------ Supplied material

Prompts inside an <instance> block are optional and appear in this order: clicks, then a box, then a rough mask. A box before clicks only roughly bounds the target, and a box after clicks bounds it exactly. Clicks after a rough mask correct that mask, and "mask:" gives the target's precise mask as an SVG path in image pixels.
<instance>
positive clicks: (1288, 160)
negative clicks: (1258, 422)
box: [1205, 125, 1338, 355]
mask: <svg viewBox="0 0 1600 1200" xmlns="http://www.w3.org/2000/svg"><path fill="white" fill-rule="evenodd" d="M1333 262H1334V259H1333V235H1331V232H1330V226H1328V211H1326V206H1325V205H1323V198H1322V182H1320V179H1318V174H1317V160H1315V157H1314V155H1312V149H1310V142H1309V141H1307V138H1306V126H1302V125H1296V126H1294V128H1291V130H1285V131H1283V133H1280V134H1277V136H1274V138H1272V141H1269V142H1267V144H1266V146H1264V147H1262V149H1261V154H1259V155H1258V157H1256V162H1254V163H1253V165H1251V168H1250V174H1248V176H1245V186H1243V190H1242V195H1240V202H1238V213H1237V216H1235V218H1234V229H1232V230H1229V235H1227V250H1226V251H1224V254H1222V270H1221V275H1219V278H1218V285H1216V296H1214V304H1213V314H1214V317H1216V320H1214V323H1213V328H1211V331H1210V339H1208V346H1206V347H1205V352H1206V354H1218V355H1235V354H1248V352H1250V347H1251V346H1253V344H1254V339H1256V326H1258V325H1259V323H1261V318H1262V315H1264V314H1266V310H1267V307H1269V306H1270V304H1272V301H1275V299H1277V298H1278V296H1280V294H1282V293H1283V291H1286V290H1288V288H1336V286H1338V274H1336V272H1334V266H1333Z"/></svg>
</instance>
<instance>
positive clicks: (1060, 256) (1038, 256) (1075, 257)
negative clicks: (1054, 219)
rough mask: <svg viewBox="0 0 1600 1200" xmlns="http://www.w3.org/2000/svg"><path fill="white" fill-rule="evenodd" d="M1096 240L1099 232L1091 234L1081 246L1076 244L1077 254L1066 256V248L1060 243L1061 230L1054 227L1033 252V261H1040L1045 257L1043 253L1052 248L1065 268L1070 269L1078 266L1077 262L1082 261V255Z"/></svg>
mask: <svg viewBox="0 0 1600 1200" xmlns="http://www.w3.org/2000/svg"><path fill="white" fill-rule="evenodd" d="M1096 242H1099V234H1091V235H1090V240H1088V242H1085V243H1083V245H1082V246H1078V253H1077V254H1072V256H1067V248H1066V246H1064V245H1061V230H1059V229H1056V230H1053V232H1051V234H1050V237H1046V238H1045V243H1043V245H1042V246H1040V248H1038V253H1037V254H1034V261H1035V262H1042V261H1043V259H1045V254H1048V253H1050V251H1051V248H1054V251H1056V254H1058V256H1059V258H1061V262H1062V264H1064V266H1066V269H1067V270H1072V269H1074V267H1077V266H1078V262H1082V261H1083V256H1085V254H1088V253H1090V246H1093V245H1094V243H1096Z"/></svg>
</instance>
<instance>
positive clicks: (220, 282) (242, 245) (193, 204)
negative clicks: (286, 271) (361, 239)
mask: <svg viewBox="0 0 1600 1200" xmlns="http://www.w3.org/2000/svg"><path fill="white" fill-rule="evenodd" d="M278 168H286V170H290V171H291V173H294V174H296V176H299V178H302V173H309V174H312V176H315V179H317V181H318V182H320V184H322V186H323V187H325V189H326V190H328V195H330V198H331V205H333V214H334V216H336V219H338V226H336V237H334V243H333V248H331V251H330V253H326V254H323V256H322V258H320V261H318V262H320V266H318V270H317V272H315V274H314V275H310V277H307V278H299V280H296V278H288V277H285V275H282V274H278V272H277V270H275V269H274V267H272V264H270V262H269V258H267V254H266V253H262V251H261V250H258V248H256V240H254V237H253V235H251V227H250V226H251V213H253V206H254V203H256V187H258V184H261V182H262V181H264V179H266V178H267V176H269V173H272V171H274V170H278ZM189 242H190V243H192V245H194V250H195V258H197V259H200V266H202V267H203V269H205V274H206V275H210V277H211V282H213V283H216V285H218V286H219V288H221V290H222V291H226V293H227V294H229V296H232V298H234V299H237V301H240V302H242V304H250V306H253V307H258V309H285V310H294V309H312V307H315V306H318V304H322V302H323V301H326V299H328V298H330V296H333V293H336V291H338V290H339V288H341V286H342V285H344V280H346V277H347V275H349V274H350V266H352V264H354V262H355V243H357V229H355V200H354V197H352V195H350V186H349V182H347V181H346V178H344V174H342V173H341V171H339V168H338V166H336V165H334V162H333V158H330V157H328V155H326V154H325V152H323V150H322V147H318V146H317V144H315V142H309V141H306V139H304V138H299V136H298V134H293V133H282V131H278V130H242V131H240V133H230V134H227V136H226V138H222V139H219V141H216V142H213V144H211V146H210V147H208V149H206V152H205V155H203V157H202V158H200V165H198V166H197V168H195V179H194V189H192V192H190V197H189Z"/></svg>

------------

## Exercise objective
For the string "positive", show each line of the entries above where it occurs.

## Solution
positive clicks: (1288, 160)
positive clicks: (1060, 256) (1038, 256) (1075, 257)
positive clicks: (220, 282) (242, 245) (193, 204)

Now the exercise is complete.